Dupuis Frères was a large department store on Sainte-Catherine Street East, in Montreal, Quebec, Canada. The store was founded in 1868 by Nazaire Dupuis, and closed permanently in 1978. Dupuis Frères was a symbol of French-Canadian economic success at a time when Montreal's economy was dominated by Anglophones (native English-speaking Quebeckers, mostly with British and Irish roots).

==History==
On April 28, 1868, Nazaire Dupuis opened a small novelty store at 865 rue Sainte-Catherine est, in Montreal. He managed to interest several of his brothers in his business, which he called Dupuis Frères in 1870. Despite the economic crisis of 1872, the business continued to prosper.

In 1876, following the death of Nazaire Dupuis, the family participated directly in the management of the company.

The store moved a few times before settling permanently in 1882 at the corner of Saint-André and Sainte-Catherine streets, where it remained until its closing in 1978.

In 1924, Albert Dupuis became president of the company until his death in 1945. His son Raymond took over.

= = = = =

[Exercise requirements]
- A) Summarize the passage on Dupuis Frères in two sentences.
- B) Render this sentence from the passage on Dupuis Frères in French: "Despite the economic crisis of 1872, the business continued to prosper."

[Records shown]
= = = = =

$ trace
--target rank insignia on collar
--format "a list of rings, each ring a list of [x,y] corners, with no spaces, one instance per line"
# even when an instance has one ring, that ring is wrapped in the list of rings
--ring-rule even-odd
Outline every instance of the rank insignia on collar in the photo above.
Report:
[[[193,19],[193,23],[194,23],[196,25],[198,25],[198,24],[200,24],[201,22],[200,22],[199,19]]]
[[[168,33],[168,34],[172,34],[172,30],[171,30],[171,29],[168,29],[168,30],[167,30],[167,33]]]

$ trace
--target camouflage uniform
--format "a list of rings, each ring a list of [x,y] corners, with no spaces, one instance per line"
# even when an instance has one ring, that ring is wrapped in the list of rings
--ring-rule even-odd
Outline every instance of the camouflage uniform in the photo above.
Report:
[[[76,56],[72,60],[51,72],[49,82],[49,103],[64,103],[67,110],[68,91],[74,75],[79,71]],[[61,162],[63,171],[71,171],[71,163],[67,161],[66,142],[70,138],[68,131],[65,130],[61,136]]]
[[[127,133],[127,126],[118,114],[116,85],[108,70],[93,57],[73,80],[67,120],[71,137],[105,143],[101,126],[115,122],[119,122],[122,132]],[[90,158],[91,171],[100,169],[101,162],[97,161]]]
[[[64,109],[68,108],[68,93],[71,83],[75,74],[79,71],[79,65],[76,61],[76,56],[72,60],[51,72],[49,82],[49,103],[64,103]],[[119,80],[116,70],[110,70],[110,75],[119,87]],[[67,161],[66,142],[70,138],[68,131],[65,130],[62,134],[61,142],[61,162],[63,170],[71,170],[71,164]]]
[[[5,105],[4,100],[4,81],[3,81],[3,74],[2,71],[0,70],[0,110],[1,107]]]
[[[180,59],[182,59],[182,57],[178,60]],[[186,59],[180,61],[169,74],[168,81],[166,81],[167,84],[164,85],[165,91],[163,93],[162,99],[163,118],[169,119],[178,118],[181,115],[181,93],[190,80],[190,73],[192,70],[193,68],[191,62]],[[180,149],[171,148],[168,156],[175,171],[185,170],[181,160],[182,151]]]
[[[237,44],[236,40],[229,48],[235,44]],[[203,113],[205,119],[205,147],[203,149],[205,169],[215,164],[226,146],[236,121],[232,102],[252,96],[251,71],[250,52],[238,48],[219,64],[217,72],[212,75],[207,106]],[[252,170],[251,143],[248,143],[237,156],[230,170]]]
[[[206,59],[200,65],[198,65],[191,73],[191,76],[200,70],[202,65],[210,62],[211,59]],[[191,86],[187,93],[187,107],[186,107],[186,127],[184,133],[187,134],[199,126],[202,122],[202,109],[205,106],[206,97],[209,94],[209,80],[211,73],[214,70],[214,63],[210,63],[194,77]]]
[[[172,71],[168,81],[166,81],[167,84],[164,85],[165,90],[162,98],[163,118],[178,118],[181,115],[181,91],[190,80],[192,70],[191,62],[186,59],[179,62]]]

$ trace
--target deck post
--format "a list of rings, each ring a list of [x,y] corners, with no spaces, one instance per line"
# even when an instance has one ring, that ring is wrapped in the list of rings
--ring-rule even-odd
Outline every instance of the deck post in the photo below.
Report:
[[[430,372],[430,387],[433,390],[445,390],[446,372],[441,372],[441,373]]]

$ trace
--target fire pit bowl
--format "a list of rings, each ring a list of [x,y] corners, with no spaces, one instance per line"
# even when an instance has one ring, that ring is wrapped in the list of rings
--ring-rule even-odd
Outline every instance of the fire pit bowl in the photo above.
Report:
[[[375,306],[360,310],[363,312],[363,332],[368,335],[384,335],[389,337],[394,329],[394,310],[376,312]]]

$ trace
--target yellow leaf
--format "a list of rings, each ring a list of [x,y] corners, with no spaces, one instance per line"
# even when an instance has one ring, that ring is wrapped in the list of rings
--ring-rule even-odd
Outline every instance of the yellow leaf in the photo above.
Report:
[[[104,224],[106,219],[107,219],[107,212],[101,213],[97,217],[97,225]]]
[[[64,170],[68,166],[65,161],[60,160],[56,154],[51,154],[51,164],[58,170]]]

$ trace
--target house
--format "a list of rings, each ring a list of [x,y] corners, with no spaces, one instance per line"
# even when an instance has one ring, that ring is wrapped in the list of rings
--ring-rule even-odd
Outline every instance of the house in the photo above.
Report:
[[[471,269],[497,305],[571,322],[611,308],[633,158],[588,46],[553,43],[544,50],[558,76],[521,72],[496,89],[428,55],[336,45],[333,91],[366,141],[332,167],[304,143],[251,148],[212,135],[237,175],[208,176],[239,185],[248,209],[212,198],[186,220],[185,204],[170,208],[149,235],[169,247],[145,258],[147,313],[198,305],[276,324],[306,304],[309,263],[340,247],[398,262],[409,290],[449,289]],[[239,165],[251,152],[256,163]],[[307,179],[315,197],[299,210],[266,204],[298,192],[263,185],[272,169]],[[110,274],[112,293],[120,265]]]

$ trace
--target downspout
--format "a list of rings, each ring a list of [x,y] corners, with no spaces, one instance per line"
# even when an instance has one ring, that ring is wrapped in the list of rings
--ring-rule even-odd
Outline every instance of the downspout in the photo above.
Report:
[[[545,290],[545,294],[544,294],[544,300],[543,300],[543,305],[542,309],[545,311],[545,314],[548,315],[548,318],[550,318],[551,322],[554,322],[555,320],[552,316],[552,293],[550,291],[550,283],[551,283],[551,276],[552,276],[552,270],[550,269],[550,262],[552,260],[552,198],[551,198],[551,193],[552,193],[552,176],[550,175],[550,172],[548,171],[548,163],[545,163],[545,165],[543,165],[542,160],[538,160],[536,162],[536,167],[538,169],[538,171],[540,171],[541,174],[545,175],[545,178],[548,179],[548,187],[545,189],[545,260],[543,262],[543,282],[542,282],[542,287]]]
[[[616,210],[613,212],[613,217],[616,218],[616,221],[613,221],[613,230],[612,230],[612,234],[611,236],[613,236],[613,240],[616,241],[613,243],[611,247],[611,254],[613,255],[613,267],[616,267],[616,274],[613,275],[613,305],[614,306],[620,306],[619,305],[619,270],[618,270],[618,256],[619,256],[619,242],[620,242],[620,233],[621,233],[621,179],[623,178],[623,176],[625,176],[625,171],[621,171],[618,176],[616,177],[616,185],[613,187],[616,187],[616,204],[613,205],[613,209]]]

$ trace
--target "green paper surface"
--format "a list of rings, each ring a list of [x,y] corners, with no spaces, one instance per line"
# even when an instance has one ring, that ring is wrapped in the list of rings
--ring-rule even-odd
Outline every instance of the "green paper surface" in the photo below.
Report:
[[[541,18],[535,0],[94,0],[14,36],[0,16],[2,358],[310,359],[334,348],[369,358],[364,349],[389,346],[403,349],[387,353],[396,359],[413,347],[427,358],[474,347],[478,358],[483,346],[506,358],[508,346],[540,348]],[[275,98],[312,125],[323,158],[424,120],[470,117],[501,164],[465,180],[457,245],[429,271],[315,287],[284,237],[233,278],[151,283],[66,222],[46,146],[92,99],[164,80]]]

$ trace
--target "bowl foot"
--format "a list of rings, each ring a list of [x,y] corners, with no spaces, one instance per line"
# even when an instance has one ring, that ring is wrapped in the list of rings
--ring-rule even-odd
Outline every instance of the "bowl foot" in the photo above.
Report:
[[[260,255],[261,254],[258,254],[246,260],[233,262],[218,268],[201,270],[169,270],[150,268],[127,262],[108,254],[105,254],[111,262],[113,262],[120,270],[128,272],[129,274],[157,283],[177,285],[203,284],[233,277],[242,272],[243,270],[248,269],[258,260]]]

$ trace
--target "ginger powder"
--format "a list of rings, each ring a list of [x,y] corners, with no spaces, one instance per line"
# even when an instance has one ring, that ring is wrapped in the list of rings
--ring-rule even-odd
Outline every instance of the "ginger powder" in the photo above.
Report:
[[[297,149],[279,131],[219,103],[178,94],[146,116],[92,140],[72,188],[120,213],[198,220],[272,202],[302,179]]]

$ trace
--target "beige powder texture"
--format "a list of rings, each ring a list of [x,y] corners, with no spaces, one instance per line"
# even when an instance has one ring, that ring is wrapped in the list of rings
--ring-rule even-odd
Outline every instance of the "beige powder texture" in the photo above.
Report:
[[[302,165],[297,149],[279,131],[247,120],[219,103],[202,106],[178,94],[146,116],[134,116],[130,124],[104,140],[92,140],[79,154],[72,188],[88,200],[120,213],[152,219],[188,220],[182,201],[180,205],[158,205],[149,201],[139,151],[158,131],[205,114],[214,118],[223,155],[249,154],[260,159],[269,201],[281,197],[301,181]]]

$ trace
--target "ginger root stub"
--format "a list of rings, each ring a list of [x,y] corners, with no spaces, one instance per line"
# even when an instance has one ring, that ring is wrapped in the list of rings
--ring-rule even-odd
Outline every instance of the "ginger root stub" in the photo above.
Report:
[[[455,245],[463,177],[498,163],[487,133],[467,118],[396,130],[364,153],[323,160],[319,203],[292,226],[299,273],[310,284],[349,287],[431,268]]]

= = = = =

[Answers below]
- A) Dupuis Frères was a department store on Sainte-Catherine Street East in Montreal, founded by Nazaire Dupuis in 1868 and closed in 1978, and it symbolized French-Canadian economic success when Anglophones dominated the city's economy. Having begun as a small novelty store that took the Dupuis Frères name in 1870, it settled in 1882 at the corner of Saint-André and Sainte-Catherine streets, and Albert Dupuis led it as president from 1924 until his death in 1945, when his son Raymond took over.

- B) Malgré la crise économique de 1872, l'entreprise a continué de prospérer.